**Aim of the task:**
Write the next part of the article on Siri's possible future across Apple's products, picking up after its last sentence.

**Excerpt:**

++++

We all know Siri as the voice-enabled virtual helper that lives inside your iPhone. But in the future, Siri could be much more than just a way to manage your Apple devices hands-free. It could evolve into the connective tissue between Apple’s future products, from smart glasses to home displays, potentially determining whether Apple can make another hit as meaningful as the iPhone.
Voice-controlled gadgets are nothing new; Siri has been available on the iPhone for 13 years, and both Amazon and Google managed to make the act of barking commands at home appliances a practical shortcut rather than a futuristic (and perhaps a little silly) concept.
But if anything has become evident over the last two years, it’s that generative AI — or AI that can create content and provide conversational responses based on training data — is pushing virtual helpers into their next era. Now that voice assistants are getting better at reasoning over voice, images and text, they may evolve into conversational interfaces rather than just question-and-answer bots.

++++

**Information supplied:**

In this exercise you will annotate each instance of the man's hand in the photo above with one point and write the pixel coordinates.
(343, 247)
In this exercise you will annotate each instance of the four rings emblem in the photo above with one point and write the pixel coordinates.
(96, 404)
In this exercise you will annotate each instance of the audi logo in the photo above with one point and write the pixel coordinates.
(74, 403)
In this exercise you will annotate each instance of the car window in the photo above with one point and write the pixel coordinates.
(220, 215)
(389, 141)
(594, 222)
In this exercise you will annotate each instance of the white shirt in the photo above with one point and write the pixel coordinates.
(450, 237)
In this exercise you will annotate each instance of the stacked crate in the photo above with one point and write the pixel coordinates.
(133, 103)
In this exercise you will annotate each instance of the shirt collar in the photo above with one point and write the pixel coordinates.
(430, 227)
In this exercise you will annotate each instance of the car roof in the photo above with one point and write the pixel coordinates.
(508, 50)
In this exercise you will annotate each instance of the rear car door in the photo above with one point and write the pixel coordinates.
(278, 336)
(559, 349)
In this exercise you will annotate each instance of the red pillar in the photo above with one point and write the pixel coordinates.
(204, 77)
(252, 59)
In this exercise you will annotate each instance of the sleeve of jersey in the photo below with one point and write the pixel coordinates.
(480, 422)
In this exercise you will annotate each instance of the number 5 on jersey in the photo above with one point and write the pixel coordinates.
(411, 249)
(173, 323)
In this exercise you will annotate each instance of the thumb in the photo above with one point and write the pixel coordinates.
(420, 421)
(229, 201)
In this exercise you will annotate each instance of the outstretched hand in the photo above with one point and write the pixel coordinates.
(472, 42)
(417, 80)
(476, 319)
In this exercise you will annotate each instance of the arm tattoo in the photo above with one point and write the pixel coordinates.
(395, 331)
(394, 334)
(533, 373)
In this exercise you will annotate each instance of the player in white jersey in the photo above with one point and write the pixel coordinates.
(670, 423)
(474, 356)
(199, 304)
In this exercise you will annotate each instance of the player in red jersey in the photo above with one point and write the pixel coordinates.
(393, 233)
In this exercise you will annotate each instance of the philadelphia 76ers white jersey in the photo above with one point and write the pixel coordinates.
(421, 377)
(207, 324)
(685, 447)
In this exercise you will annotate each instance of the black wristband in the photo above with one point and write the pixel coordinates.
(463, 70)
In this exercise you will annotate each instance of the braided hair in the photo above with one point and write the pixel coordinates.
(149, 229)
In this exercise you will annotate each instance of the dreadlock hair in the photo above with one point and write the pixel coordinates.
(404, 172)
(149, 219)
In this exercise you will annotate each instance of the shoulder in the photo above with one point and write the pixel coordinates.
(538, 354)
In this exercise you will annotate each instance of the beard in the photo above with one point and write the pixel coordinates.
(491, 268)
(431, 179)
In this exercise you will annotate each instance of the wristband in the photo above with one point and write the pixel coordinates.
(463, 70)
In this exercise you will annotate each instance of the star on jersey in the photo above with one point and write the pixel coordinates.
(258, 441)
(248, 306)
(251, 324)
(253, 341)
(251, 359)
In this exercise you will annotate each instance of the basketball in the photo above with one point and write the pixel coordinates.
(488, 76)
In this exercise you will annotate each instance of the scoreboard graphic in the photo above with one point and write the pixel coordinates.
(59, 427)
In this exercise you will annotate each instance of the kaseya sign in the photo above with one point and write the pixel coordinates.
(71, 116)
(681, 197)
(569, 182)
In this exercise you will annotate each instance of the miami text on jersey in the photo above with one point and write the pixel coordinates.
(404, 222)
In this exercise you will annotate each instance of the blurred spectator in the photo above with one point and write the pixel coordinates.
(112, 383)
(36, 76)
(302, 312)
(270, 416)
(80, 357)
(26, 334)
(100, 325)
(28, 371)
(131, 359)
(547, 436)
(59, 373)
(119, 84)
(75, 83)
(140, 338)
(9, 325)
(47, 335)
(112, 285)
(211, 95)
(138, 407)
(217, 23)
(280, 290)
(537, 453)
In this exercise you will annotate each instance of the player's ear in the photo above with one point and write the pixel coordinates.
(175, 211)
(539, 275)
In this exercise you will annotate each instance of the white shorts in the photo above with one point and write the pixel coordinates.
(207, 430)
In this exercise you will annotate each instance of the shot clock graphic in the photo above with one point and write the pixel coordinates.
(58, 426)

++++

**Reply:**
So what does that mean for Siri? There’s a belief that as generative AI advances, the interfaces across the phones, laptops and tablets we use every day will become more voice-forward and less touch-centric, potentially resulting in new types of devices altogether. That means Siri could end up being the key touchpoint across Apple’s products moving forward, making Siri’s growth all the more crucial. It’s not just about keeping up with OpenAI and Google; Siri’s future growth could have a bigger impact than ever on how Apple’s future products are received.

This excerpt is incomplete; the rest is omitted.